[Work to complete] Reproduce the listing exactly, please, with every line intact.

■ ■ ■

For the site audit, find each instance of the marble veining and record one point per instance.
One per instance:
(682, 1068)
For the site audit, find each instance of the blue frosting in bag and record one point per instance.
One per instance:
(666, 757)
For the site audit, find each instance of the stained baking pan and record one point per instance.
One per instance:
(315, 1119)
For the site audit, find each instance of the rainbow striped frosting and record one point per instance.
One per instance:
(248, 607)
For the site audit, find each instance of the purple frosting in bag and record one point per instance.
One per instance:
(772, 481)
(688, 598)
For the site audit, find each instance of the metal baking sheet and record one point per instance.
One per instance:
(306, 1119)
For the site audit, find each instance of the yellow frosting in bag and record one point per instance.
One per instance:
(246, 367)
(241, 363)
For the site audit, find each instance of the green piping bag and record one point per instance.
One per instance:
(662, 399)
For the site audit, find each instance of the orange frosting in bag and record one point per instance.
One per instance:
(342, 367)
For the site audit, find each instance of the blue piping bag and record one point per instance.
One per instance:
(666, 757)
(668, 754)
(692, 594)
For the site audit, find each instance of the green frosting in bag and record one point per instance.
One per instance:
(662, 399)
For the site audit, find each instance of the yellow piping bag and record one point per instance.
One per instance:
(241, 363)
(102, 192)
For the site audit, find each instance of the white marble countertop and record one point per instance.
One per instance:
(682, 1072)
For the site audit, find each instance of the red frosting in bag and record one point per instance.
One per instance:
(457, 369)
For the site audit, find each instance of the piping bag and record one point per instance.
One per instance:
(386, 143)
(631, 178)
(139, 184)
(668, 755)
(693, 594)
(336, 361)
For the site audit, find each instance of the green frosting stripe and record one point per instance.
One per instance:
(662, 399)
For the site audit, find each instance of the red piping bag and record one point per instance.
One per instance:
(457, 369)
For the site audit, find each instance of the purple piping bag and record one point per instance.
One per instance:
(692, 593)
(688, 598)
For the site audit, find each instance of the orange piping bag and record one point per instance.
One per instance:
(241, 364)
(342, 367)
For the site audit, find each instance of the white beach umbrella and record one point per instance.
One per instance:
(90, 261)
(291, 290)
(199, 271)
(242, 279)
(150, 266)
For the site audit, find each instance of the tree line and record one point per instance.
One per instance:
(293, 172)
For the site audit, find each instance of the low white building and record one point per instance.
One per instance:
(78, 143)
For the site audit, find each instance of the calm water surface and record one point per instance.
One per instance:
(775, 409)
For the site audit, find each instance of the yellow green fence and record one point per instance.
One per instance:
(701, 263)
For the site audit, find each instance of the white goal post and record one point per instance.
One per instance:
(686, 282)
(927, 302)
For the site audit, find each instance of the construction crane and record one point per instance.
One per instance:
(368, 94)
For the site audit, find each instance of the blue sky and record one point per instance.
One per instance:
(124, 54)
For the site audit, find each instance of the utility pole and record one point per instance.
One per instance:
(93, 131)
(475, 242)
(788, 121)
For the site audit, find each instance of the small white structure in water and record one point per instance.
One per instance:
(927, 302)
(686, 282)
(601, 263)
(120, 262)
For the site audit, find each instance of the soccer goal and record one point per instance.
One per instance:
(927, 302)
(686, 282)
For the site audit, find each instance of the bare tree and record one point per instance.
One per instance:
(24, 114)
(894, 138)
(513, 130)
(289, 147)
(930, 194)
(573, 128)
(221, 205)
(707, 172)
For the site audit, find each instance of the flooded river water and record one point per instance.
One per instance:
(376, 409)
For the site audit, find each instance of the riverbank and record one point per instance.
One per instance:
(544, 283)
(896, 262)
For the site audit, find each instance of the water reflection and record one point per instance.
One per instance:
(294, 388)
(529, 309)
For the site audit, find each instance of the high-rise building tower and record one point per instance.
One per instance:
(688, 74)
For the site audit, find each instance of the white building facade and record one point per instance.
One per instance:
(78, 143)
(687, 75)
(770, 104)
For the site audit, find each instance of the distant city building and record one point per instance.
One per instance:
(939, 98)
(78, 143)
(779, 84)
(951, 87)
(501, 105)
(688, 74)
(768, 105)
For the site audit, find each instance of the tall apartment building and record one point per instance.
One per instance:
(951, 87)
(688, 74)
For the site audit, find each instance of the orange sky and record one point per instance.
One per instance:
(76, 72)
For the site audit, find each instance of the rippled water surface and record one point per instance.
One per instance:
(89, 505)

■ ■ ■

[Solution to the problem]
For the site audit, find each instance of the marble veining and record one point per instance.
One per instance:
(682, 1068)
For the site audit, find each instance of the blue frosting in bag and record one point per instance.
One per instance:
(666, 757)
For the site audit, find each instance of the stained baking pan and record one point per instance.
One per instance:
(315, 1119)
For the site audit, find each instance of the rainbow striped frosting and record one point per instance.
One per instance:
(248, 607)
For the site audit, find each instance of the purple frosting in bag and record one point per instance.
One per instance:
(772, 481)
(688, 598)
For the site audit, find each instance of the metal baking sheet and record one point per instance.
One per instance:
(306, 1119)
For the site audit, find each instance of the yellow frosting in bag and record one point per instance.
One per instance:
(246, 367)
(241, 363)
For the site audit, find each instance of the green piping bag and record one point per instance.
One per instance:
(662, 399)
For the site audit, find each instance of the orange frosting in bag and record one point per instance.
One per instance:
(342, 367)
For the site audit, find each instance of the blue piping bag and record one point per instance.
One per instance:
(666, 757)
(668, 754)
(692, 594)
For the site audit, find each instance of the green frosting in bag and record one point per instance.
One per instance:
(662, 399)
For the site audit, find each instance of the yellow piping bag and record one point per instance.
One per instance:
(241, 363)
(102, 192)
For the site audit, find each instance of the white marble countertop and record one point per instance.
One per instance:
(682, 1072)
For the site audit, find each instance of the red frosting in bag and record one point per instance.
One per instance:
(457, 369)
For the site audit, find each instance of the piping bag and record one point per instance.
One per instance:
(386, 143)
(631, 178)
(139, 184)
(668, 755)
(693, 594)
(336, 361)
For the site audit, find each instance of the green frosting stripe and record one point per instance.
One per instance:
(662, 399)
For the site audit, find each instance of the red piping bag and record one point per instance.
One per instance:
(457, 369)
For the site audit, find each instance of the purple piping bag and record one point per instance.
One per instance:
(692, 593)
(688, 598)
For the site audit, find each instance of the orange piping bag and record one point per instance.
One per instance:
(241, 364)
(342, 367)
For the site audit, find each instance of the white beach umbrella and record one point per instance.
One per instance:
(90, 261)
(291, 290)
(199, 271)
(242, 279)
(150, 266)
For the site audit, find each instance of the tree line and record one point per instance.
One per instance:
(293, 172)
For the site audit, find each instance of the low white building and record one point per instance.
One per instance:
(78, 143)
For the site audit, find each instance of the calm water surface and record one point per instance.
One per instance:
(775, 409)
For the site audit, find each instance of the yellow green fence and record one point per instance.
One per instance:
(701, 263)
For the site audit, find each instance of the white goal post and record one point per instance.
One per instance:
(686, 282)
(927, 302)
For the site audit, find each instance of the construction crane and record one point per instance.
One per instance:
(368, 94)
For the site audit, find each instance of the blue sky and record one point per instance.
One per instance:
(124, 54)
For the site audit, find each instance of the utility pole and record one point per instance.
One per instance:
(93, 131)
(475, 242)
(788, 121)
For the site audit, find each instance of the small white structure in water and record one point per instance.
One per instance:
(927, 302)
(686, 282)
(601, 263)
(120, 262)
For the site audit, find each instance of the soccer goal and record one point per instance.
One per instance:
(927, 302)
(686, 282)
For the site audit, find each instance of the bare tree and record one point per instance.
One per instance:
(24, 114)
(894, 138)
(513, 130)
(289, 147)
(930, 194)
(573, 128)
(221, 205)
(707, 172)
For the site audit, find each instance of the flooded river water and record one point per instance.
One per instance:
(376, 409)
For the site audit, find each instance of the riverbank and record one point per instance.
One per instance:
(544, 283)
(896, 262)
For the site audit, find each instance of the water reflection and record one point per instance.
One per instance:
(294, 388)
(529, 309)
For the site audit, find each instance of the high-rise building tower and record one point per instance.
One per instance:
(688, 74)
For the site audit, find each instance of the white building facade and record one point per instance.
One per instance:
(78, 143)
(687, 75)
(770, 104)
For the site audit, find each instance of the distant city building and record one point per instance.
One per instance:
(939, 98)
(78, 143)
(779, 84)
(951, 87)
(501, 105)
(688, 74)
(768, 105)
For the site audit, find each instance of the tall apartment building and record one point per instance.
One per instance:
(951, 87)
(688, 74)
For the site audit, find each instance of the orange sky and record one point per instance.
One per instance:
(76, 72)
For the site audit, find each instance of the rippled water surface and record one point per instance.
One per instance:
(89, 505)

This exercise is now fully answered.